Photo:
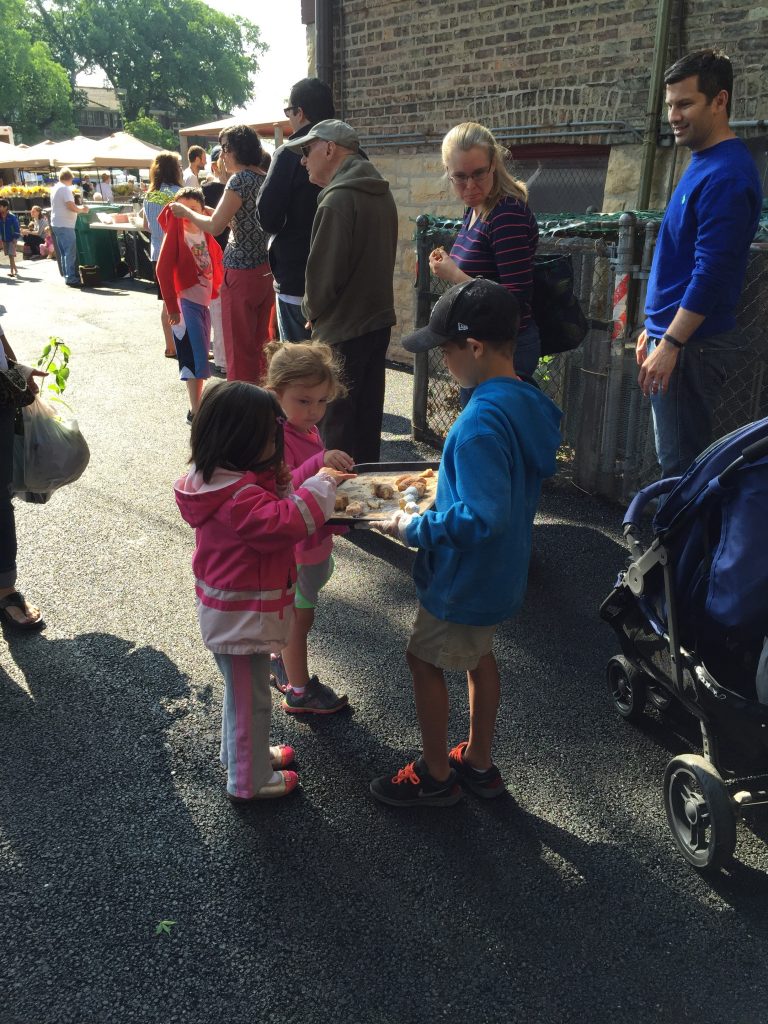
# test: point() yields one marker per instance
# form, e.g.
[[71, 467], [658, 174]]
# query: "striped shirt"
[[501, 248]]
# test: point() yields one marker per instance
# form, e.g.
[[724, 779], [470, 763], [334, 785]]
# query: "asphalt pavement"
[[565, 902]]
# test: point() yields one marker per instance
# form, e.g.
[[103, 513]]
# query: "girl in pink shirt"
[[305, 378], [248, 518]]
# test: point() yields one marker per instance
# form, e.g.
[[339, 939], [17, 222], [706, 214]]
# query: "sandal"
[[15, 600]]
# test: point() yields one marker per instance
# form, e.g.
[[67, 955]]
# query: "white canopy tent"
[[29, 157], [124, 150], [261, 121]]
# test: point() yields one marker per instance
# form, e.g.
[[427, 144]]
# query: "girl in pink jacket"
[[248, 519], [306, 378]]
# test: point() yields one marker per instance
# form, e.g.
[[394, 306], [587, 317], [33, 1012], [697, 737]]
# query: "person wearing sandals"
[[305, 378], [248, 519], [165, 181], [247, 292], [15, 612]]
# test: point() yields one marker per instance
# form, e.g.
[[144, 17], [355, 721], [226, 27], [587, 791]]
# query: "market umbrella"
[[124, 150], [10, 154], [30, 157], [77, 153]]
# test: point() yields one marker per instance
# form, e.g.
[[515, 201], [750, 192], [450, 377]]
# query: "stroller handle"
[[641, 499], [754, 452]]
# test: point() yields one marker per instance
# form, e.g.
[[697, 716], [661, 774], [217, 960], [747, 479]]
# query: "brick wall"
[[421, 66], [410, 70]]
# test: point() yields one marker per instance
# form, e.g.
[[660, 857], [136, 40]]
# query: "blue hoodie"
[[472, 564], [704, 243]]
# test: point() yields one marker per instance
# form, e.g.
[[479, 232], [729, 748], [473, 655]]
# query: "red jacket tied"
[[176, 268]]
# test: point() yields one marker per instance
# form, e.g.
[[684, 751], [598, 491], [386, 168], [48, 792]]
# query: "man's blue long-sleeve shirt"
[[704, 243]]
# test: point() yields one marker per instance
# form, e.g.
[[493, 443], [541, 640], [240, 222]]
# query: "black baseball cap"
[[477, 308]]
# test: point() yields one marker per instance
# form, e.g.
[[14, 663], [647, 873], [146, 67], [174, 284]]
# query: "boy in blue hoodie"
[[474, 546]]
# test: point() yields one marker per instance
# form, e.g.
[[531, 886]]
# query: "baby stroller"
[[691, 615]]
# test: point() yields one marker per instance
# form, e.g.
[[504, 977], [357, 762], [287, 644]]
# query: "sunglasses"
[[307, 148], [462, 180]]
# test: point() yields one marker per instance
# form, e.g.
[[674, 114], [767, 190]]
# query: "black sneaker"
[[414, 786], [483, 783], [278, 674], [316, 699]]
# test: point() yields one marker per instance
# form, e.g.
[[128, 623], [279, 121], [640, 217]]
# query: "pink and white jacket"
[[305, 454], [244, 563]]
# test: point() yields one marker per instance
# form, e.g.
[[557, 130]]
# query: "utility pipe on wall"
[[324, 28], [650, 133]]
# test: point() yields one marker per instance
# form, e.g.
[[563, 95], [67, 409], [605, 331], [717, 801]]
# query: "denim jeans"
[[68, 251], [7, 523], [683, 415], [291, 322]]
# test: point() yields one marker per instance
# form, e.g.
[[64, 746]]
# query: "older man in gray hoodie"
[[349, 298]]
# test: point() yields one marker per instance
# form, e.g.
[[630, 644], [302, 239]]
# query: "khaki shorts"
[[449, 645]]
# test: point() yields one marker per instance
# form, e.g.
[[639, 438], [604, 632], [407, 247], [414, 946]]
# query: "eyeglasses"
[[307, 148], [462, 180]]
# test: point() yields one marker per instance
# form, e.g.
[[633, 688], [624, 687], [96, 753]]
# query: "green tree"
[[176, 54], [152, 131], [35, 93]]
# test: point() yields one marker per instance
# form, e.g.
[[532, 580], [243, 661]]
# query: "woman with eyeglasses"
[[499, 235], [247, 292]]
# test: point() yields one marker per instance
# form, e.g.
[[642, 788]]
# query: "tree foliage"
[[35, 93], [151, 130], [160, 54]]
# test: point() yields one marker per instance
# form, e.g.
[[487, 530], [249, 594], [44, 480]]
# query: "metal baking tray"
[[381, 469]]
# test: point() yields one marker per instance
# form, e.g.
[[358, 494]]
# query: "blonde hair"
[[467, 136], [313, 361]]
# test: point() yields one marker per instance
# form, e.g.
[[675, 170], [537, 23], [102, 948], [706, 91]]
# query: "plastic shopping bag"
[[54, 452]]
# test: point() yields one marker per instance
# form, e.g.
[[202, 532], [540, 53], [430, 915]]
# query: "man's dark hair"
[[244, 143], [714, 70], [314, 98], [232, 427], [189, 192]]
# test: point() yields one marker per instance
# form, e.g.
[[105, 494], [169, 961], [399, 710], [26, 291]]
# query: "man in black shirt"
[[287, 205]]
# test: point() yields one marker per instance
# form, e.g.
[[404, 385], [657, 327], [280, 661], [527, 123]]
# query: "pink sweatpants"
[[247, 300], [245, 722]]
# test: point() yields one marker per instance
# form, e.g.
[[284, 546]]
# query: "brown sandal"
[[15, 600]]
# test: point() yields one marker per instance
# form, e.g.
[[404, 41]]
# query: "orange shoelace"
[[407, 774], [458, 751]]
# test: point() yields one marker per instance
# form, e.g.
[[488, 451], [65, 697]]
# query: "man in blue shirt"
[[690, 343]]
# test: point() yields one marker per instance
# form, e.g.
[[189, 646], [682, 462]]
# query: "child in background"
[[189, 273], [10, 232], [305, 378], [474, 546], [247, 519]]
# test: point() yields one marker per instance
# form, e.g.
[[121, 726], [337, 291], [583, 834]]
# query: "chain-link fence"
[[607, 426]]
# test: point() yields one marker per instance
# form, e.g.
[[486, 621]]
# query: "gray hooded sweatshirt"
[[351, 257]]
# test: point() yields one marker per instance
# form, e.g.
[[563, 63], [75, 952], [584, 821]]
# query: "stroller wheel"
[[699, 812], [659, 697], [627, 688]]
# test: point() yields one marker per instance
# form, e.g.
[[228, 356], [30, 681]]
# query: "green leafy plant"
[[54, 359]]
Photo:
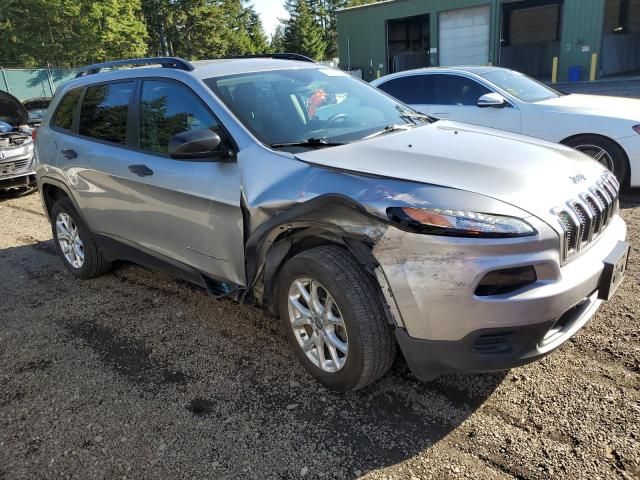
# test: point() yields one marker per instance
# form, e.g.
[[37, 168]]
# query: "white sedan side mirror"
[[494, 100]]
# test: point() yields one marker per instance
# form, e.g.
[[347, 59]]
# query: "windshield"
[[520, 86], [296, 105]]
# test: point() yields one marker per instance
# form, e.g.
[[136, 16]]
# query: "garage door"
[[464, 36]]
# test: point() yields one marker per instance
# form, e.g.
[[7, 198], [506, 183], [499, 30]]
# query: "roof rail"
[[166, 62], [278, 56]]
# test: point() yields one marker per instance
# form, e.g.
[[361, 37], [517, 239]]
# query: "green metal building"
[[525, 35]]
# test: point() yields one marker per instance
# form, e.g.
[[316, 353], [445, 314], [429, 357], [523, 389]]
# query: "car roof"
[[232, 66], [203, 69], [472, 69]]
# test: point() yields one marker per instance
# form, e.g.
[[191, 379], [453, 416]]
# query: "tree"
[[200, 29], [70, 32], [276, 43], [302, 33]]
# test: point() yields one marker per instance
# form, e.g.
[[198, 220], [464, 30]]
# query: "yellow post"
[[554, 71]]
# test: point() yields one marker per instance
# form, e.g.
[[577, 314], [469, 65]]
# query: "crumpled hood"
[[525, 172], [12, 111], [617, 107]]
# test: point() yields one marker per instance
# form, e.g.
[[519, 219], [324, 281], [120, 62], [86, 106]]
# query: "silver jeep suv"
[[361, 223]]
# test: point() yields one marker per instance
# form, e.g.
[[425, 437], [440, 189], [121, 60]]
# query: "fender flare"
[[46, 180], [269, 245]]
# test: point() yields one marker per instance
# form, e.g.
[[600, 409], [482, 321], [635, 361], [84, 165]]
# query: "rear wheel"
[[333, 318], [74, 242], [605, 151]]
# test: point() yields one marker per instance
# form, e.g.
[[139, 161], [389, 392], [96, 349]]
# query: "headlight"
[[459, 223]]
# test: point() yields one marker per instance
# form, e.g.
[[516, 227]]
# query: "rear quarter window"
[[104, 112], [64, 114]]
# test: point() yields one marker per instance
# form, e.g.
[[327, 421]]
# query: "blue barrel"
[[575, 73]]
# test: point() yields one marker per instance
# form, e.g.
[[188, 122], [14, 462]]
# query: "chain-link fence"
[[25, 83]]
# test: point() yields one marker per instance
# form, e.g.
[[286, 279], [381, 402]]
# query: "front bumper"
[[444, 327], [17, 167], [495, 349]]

####

Set task -
Copy out every line from the rows above that contains the word "hoodie".

Full output -
# query: "blue hoodie"
# query: "boy in blue hoodie"
# query: "older man in gray hoodie"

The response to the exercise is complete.